Start of Source records
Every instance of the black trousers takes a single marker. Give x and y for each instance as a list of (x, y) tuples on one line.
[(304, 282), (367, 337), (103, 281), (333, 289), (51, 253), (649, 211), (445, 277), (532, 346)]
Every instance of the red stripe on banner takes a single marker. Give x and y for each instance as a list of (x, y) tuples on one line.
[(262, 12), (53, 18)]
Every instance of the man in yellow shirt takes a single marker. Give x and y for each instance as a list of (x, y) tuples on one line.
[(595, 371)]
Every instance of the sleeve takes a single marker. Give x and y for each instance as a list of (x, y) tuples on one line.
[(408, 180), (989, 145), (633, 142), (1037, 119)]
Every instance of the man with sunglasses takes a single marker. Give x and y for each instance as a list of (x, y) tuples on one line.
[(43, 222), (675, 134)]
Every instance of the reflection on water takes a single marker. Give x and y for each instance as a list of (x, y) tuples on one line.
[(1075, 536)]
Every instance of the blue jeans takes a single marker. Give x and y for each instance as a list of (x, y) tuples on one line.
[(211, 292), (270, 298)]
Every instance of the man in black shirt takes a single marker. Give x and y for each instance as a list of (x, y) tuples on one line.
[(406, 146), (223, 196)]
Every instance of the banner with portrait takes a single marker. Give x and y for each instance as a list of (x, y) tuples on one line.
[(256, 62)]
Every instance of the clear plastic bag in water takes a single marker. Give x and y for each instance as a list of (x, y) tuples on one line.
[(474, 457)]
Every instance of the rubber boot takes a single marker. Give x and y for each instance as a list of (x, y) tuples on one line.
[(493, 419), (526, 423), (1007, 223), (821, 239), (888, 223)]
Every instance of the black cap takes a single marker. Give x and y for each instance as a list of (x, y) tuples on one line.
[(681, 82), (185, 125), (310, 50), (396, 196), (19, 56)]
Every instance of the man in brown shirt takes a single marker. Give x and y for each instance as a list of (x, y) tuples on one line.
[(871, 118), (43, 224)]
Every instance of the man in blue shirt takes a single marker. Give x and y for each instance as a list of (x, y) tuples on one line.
End of Source records
[Required action] Recreate the full listing above precisely.

[Result of the exercise]
Every instance of the black trousers takes a single marker. Give x and y for each instance as a list of (x, y) tuples on one line.
[(304, 282), (367, 337), (103, 281), (333, 289), (51, 253), (649, 211), (445, 277), (532, 346)]
Every instance of the red stripe on banner takes a single marker. Give x and y for each instance as a list of (x, y) tuples on one line.
[(262, 12), (53, 18)]
Every instance of the man in yellow shirt takes a single marker. Give x and y for each instance as a list of (x, y) tuples on one line.
[(595, 371)]
Every instance of the sleeve takes a single marker. Give x and y for each instance as a list of (x, y) tuples on one line.
[(408, 180), (989, 145), (633, 142), (1037, 119)]
Every instance of the man with sunglasses takes a single marker. Give x and y for each instance as a list of (x, y) tuples on one line.
[(43, 222), (675, 134)]
Every instance of the reflection on water takes a single marker. Give x and y for each instance as a list of (x, y) tuples on one line.
[(1075, 536)]
Every instance of the blue jeans takes a single marker. Give x and y for each instance as a list of (x, y) tuples on one line.
[(211, 292), (270, 298)]
Every instance of the man in black shirt takes a single marker. Give x and y for each instance as a list of (x, y) tuples on one line.
[(406, 146), (223, 196)]
Every instance of the banner with portrait takes a single marker. Give x and y for each instance as a list of (x, y) tuples on one line.
[(256, 62)]
Every instance of the clear plastic bag in water takes a single marker. Give x and y for each instance as a list of (x, y) tuples on one line.
[(474, 457)]
Every instance of the rubber boot takes a single marker. Give x and y for each instance as a list of (x, y) tuples on one line.
[(493, 419), (526, 423), (1007, 223), (821, 239), (888, 223)]
Every instance of the black cap takes a single marker. Give x and y for each instance as a list of (x, y) tuples on one line.
[(681, 82), (185, 125), (310, 50), (396, 196), (19, 56)]
Every instance of the man in brown shirt takes a single marker. Give x and y for each instance as a list of (x, y) tuples on one line.
[(871, 118), (43, 224)]
Every instance of the man in blue shirt takes a single marker. Give x and y for each instance as a list of (x, y) tuples on one line.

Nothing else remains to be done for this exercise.